[WHAT TO DO]: Print everything from the start of the records down to the line containing "M 277 82 L 284", both ends included. Leave the pictures out of your answer.
[EXTRACTED INFORMATION start]
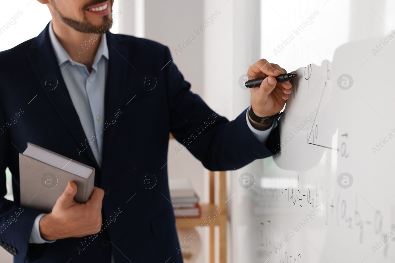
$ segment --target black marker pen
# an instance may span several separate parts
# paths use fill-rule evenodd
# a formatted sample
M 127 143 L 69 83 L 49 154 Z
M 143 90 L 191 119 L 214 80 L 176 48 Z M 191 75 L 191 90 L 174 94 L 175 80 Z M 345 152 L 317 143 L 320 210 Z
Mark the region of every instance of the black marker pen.
M 277 82 L 284 82 L 287 80 L 293 78 L 297 75 L 292 73 L 284 73 L 283 74 L 280 74 L 276 77 L 275 77 L 277 80 Z M 261 84 L 265 78 L 267 77 L 264 78 L 255 78 L 250 79 L 246 82 L 246 87 L 247 88 L 255 88 L 256 87 L 260 87 Z

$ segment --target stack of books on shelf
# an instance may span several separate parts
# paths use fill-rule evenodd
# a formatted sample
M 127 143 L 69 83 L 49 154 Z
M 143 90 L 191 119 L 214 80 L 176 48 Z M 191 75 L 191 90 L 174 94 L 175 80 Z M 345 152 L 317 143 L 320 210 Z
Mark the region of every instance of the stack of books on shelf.
M 199 217 L 199 197 L 188 179 L 170 179 L 170 198 L 176 217 Z

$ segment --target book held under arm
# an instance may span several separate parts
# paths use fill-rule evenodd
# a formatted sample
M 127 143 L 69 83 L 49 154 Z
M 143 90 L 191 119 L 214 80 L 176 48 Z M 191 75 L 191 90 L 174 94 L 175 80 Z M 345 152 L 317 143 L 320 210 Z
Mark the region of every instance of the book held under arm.
M 21 205 L 50 212 L 70 181 L 78 187 L 75 201 L 89 200 L 94 168 L 30 142 L 19 157 Z

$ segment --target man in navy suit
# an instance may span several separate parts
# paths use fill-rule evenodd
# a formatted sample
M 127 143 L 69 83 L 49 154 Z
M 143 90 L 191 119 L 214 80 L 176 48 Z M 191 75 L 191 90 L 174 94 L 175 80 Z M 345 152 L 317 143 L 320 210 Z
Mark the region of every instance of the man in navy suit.
M 51 22 L 0 52 L 0 193 L 8 167 L 14 198 L 0 200 L 0 245 L 16 262 L 182 262 L 169 133 L 211 170 L 275 153 L 292 85 L 273 76 L 285 70 L 263 59 L 250 66 L 249 78 L 269 76 L 229 121 L 190 91 L 167 47 L 109 32 L 113 0 L 38 1 Z M 18 153 L 28 142 L 96 169 L 88 202 L 74 201 L 70 181 L 50 213 L 21 207 Z

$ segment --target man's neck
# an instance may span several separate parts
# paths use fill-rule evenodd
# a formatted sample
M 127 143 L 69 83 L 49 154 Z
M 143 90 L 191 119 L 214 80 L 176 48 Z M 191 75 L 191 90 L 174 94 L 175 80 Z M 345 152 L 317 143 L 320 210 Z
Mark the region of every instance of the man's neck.
M 79 32 L 58 19 L 52 20 L 52 28 L 71 59 L 85 65 L 90 72 L 101 41 L 101 35 Z

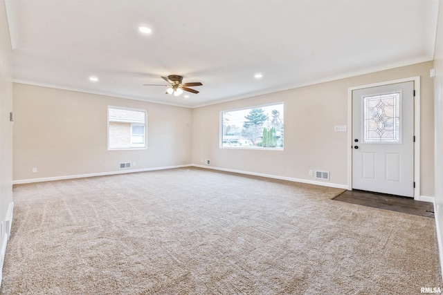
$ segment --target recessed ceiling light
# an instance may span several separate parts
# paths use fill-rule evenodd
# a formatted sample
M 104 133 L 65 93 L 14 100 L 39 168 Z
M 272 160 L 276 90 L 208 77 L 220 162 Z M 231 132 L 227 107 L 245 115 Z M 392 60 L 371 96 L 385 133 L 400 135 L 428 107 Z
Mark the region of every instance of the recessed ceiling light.
M 147 27 L 138 27 L 138 30 L 144 34 L 150 34 L 151 32 L 152 32 L 151 29 Z

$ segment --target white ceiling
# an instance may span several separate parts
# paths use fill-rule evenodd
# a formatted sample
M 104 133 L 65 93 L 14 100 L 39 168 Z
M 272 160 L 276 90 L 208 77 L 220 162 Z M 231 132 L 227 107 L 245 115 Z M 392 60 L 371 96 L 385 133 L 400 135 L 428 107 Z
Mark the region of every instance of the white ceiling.
M 6 0 L 6 7 L 14 81 L 195 107 L 432 60 L 438 1 Z M 139 32 L 142 25 L 152 32 Z M 201 82 L 192 87 L 200 93 L 174 97 L 142 85 L 164 84 L 161 76 L 170 74 Z

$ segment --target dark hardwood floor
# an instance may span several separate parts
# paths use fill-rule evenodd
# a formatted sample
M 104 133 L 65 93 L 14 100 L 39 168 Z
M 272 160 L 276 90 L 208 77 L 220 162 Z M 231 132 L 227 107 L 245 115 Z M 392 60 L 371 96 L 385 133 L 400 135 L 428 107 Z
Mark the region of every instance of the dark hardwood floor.
M 434 206 L 432 203 L 416 201 L 413 198 L 354 189 L 345 191 L 334 200 L 408 214 L 434 218 Z

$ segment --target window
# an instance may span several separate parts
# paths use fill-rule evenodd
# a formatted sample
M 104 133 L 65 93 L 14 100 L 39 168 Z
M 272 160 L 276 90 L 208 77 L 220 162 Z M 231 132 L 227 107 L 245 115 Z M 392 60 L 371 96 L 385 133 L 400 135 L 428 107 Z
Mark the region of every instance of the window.
M 221 112 L 222 148 L 282 149 L 282 102 Z
M 108 149 L 146 148 L 146 111 L 108 107 Z

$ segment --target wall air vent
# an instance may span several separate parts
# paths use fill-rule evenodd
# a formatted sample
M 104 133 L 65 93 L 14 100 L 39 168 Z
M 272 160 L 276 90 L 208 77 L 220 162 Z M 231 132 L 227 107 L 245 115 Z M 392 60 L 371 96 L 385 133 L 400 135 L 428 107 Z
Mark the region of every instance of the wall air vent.
M 316 178 L 321 179 L 323 180 L 329 180 L 329 171 L 316 171 Z
M 120 169 L 131 168 L 131 163 L 120 163 Z

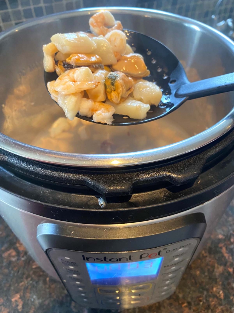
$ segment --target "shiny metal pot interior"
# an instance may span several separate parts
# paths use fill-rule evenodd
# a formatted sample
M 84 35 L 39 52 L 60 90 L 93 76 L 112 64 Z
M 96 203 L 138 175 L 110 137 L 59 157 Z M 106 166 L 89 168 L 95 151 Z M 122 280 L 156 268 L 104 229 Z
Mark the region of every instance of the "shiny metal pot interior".
M 110 9 L 125 28 L 166 45 L 183 62 L 191 81 L 234 71 L 234 43 L 214 29 L 153 10 Z M 123 166 L 180 155 L 205 145 L 233 126 L 234 94 L 231 92 L 188 101 L 161 120 L 125 129 L 92 124 L 93 128 L 88 134 L 86 129 L 84 135 L 84 125 L 79 124 L 70 146 L 68 137 L 63 139 L 65 146 L 59 144 L 55 148 L 53 138 L 47 141 L 44 149 L 30 145 L 43 146 L 42 137 L 57 118 L 63 116 L 44 85 L 42 45 L 55 33 L 87 30 L 90 15 L 97 11 L 85 9 L 43 17 L 0 35 L 3 113 L 0 147 L 50 163 Z

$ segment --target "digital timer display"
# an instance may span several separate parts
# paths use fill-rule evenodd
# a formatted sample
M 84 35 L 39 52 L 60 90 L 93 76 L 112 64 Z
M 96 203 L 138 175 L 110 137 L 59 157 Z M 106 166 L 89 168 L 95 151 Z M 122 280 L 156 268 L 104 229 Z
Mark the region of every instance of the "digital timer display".
M 158 275 L 163 257 L 129 263 L 86 263 L 92 284 L 123 285 L 155 279 Z

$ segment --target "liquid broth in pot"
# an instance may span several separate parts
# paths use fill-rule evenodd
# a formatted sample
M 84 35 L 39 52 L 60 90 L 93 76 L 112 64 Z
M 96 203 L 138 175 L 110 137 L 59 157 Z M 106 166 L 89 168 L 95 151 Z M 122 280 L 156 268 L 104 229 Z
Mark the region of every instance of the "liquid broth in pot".
M 1 131 L 19 141 L 61 152 L 109 154 L 163 146 L 196 133 L 188 130 L 178 119 L 179 112 L 183 113 L 182 108 L 165 117 L 138 125 L 112 126 L 77 118 L 70 122 L 47 94 L 40 79 L 42 70 L 41 66 L 35 66 L 19 78 L 17 85 L 10 90 L 2 105 L 4 118 Z M 200 79 L 195 69 L 187 69 L 187 72 L 191 81 Z M 214 112 L 208 99 L 189 101 L 191 105 L 192 102 L 199 101 L 198 130 L 201 109 L 206 108 L 202 118 L 205 115 L 207 126 L 203 125 L 200 131 L 212 124 Z

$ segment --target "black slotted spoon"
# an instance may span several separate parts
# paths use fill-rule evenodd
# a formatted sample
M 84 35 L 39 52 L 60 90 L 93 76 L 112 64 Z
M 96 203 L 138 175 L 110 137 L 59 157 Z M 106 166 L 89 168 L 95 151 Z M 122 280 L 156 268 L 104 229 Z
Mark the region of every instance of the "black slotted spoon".
M 181 64 L 166 47 L 145 35 L 127 30 L 124 31 L 127 43 L 135 49 L 136 53 L 143 56 L 145 64 L 150 71 L 150 75 L 144 78 L 144 79 L 159 86 L 163 96 L 158 106 L 151 106 L 146 117 L 144 120 L 131 119 L 128 117 L 126 118 L 125 115 L 114 114 L 115 121 L 111 126 L 135 125 L 150 122 L 171 113 L 187 100 L 234 90 L 234 73 L 190 83 Z M 57 77 L 55 72 L 52 73 L 44 72 L 46 86 L 48 82 L 55 80 Z M 76 116 L 83 120 L 95 122 L 92 117 L 83 116 L 79 113 Z

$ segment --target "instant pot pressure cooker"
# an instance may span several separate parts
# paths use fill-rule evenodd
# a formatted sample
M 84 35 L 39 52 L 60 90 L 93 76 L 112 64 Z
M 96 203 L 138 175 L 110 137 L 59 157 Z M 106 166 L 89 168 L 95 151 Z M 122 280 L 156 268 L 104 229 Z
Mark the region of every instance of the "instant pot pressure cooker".
M 109 9 L 124 28 L 166 45 L 192 80 L 234 71 L 234 44 L 208 26 L 153 10 Z M 188 101 L 126 129 L 94 125 L 86 141 L 76 133 L 79 153 L 33 146 L 57 117 L 44 85 L 42 45 L 56 33 L 87 30 L 98 11 L 54 14 L 0 36 L 0 212 L 75 301 L 121 309 L 172 295 L 232 199 L 234 99 L 229 93 Z M 119 150 L 94 152 L 108 133 Z

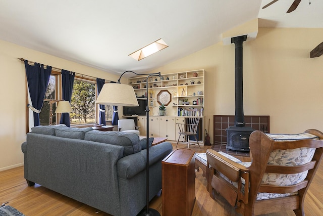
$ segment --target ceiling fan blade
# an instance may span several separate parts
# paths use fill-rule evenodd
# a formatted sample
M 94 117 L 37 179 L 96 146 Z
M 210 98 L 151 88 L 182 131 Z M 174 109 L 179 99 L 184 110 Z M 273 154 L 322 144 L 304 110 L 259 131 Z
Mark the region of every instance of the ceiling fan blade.
M 271 2 L 270 3 L 269 3 L 268 4 L 267 4 L 267 5 L 265 5 L 264 6 L 263 6 L 262 7 L 262 9 L 266 8 L 266 7 L 267 7 L 268 6 L 270 6 L 271 5 L 273 5 L 274 3 L 275 3 L 275 2 L 277 2 L 278 0 L 274 0 L 272 2 Z
M 295 11 L 297 6 L 298 6 L 298 5 L 299 5 L 299 3 L 301 2 L 301 1 L 302 0 L 295 0 L 291 6 L 291 7 L 289 8 L 289 9 L 287 11 L 287 13 L 291 13 L 292 11 Z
[EXTRACTED INFORMATION end]
[ANSWER BELOW]:
$ segment --target black marker pen
# an instance may span several separate parts
# paths use fill-rule evenodd
# a formatted sample
M 127 143 L 69 83 L 49 154 Z
M 143 90 L 191 119 L 214 80 L 176 48 Z M 191 75 L 191 90 L 174 94 L 175 80 Z M 345 152 L 317 143 L 320 210 Z
Mark the region of every instance of the black marker pen.
M 277 82 L 284 82 L 287 80 L 293 78 L 297 75 L 292 73 L 284 73 L 283 74 L 280 74 L 276 77 L 275 77 L 277 80 Z M 261 84 L 265 78 L 267 77 L 264 78 L 255 78 L 250 79 L 246 82 L 246 87 L 247 88 L 255 88 L 256 87 L 260 87 Z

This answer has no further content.